## Passage présenté
++++++
Nous assistons ici à la fin d’une réception donnée dans la foulée de la première de Broken Noses, moyen métrage sur la boxe réalisé par le photographe et documentariste Bruce Weber, au Festival du film de Cannes en 1987. Chet n’a guère plus qu’une vague ressemblance avec ce jeune premier excessivement photogénique dont les portraits signés par son ami William Claxton avaient immortalisé l’apollinienne beauté trente ans plus tôt.
Hors champ, le pianiste Frank Strazzeri attaque l’intro mélancolique de ce standard contemporain signé Elvis Costello. Chet s’assied sur son banc, trompette dans une main, micro dans l’autre. À la vue en gros plan de son visage parcheminé par les épreuves et les excès, on lui donnerait volontiers une vingtaine d’années de plus que ses cinquante-huit ans. Au milieu de nids de rides profondes, il garde fermés ses yeux qui du coup prennent l’apparence de deux petits gouffres sous ses sourcils.
++++++
## Extraits de données
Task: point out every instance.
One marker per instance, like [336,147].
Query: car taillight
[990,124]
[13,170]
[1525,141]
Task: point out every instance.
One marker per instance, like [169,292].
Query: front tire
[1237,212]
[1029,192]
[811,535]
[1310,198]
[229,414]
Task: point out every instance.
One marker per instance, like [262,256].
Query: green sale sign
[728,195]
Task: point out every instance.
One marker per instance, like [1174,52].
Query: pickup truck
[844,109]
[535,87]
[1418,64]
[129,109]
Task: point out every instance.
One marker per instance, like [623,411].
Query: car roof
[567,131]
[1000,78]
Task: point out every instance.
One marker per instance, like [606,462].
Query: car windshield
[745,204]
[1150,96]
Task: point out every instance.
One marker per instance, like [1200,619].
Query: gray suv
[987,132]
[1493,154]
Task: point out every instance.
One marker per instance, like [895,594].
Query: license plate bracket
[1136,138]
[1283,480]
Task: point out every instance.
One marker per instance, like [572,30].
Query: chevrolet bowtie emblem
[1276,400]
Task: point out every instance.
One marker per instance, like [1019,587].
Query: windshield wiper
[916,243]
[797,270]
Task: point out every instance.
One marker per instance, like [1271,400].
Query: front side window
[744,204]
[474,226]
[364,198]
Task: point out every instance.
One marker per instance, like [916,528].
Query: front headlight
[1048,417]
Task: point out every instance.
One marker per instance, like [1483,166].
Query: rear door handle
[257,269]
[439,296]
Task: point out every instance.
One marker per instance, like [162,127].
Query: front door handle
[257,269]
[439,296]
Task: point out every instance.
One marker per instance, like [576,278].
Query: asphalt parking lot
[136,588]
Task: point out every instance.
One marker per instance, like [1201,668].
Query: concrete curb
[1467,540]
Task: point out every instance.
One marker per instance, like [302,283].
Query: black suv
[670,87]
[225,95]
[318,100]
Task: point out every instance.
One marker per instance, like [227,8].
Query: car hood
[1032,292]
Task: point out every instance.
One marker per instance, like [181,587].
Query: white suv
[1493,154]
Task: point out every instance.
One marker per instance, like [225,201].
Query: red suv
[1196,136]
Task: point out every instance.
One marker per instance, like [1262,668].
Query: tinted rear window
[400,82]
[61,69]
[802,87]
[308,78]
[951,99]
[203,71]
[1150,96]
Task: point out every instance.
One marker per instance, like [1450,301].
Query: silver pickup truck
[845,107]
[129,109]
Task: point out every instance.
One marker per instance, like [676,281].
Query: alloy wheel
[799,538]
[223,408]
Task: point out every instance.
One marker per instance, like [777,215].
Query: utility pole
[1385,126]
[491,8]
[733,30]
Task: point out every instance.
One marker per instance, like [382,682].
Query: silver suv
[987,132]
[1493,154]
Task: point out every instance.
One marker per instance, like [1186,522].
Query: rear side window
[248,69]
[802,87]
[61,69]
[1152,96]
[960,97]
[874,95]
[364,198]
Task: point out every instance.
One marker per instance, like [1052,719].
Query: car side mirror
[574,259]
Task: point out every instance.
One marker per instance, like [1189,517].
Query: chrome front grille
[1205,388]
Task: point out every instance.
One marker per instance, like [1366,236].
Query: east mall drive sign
++++++
## Détails de l'exercice
Citez intégralement le passage présenté, sans en modifier un seul mot.

## Résultat de l'exercice
Nous assistons ici à la fin d’une réception donnée dans la foulée de la première de Broken Noses, moyen métrage sur la boxe réalisé par le photographe et documentariste Bruce Weber, au Festival du film de Cannes en 1987. Chet n’a guère plus qu’une vague ressemblance avec ce jeune premier excessivement photogénique dont les portraits signés par son ami William Claxton avaient immortalisé l’apollinienne beauté trente ans plus tôt.
Hors champ, le pianiste Frank Strazzeri attaque l’intro mélancolique de ce standard contemporain signé Elvis Costello. Chet s’assied sur son banc, trompette dans une main, micro dans l’autre. À la vue en gros plan de son visage parcheminé par les épreuves et les excès, on lui donnerait volontiers une vingtaine d’années de plus que ses cinquante-huit ans. Au milieu de nids de rides profondes, il garde fermés ses yeux qui du coup prennent l’apparence de deux petits gouffres sous ses sourcils.